Excerpt to read ->
↓↓↓
I must admit I found E. Annie Proulx’s
Pulitzer Prize-winning novel "The Shipping News" to
be ersatz John Irving: the way Proulx manipulates her already
eccentric characters by trotting them through various situations
that get even stranger as the book moves along, and especially
how Proulx tries cramming warmth in among the ever more oddball
events and people.
At his best – in "The World According to Garp" and
his new novel, "The Fourth Hand" – Irving manages to
find humanity among the weirdness. Director Lasse Hallstrom did
a wonderful job of making Irving’s aggrandizing novel "The
Cider House Rules" a splendidly adult drama; it doesn’t
seem coincidental that Hallstrom has also helmed the film version
of "The Shipping News," opening Dec. 25 at BAM Rose
Cinemas.
For those unfamiliar with the story, "The Shipping News"
revolves around Quoyle (Kevin Spacey), a no-account loser who
loses his oversexed and unreliable wife Petal (Cate Blanchett)
when she dies in a car accident with her latest beau. Left alone
with his young daughter Bunny (played variously by triplets Alyssa,
Kaitlyn and Lauren Gainer), Quoyle is befriended by Aunt Agnes
(Judi Densch), with whom father and daughter return to the Quoyle
homeland – Newfoundland.
Once there, Quoyle deals with various offbeat (but oh so lovable!)
↑↑↑
Coordinate annotation entries ->
↓↓↓
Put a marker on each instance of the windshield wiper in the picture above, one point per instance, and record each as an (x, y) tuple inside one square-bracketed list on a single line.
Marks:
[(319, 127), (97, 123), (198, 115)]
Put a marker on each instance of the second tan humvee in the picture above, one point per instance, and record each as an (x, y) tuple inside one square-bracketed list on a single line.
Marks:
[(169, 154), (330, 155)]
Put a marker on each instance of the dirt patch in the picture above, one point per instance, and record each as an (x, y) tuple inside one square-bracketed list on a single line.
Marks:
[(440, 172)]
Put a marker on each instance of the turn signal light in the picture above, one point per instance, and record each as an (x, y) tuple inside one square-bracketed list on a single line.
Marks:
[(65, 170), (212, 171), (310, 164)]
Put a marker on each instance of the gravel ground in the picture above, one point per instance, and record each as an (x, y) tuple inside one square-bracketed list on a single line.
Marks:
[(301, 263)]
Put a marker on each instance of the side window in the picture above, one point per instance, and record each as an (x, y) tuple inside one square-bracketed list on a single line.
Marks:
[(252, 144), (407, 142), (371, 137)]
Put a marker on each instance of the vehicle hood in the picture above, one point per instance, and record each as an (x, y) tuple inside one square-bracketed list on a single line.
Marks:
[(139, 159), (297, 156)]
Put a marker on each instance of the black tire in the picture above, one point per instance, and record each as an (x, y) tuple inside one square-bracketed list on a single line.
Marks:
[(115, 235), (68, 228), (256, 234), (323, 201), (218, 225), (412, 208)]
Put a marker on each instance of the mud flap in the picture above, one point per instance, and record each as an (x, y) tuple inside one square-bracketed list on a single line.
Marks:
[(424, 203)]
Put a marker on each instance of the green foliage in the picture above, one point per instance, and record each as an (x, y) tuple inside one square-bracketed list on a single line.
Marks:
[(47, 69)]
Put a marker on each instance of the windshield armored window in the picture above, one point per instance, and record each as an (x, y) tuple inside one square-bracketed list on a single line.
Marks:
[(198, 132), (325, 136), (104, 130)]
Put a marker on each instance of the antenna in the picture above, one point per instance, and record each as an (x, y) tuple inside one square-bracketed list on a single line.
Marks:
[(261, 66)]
↑↑↑
Request A ->
Summarize the review in two sentences.
Request B ->
Copy the passage of the review between "For those unfamiliar" and "Petal (Cate Blanchett)", inclusive.

Complete response A ->
The writer regards E. Annie Proulx's novel "The Shipping News" as ersatz John Irving, with eccentric characters pushed through ever stranger situations and warmth crammed in among the oddball events, and notes that Lasse Hallstrom, who made a splendidly adult drama of Irving's "The Cider House Rules," has directed the film version opening Dec. 25 at BAM Rose Cinemas. The story follows Quoyle (Kevin Spacey), a loser whose wife Petal dies in a car accident, and who, befriended by Aunt Agnes, returns with his young daughter Bunny and Agnes to the Quoyle homeland of Newfoundland.

Complete response B ->
For those unfamiliar with the story, "The Shipping News"
revolves around Quoyle (Kevin Spacey), a no-account loser who
loses his oversexed and unreliable wife Petal (Cate Blanchett)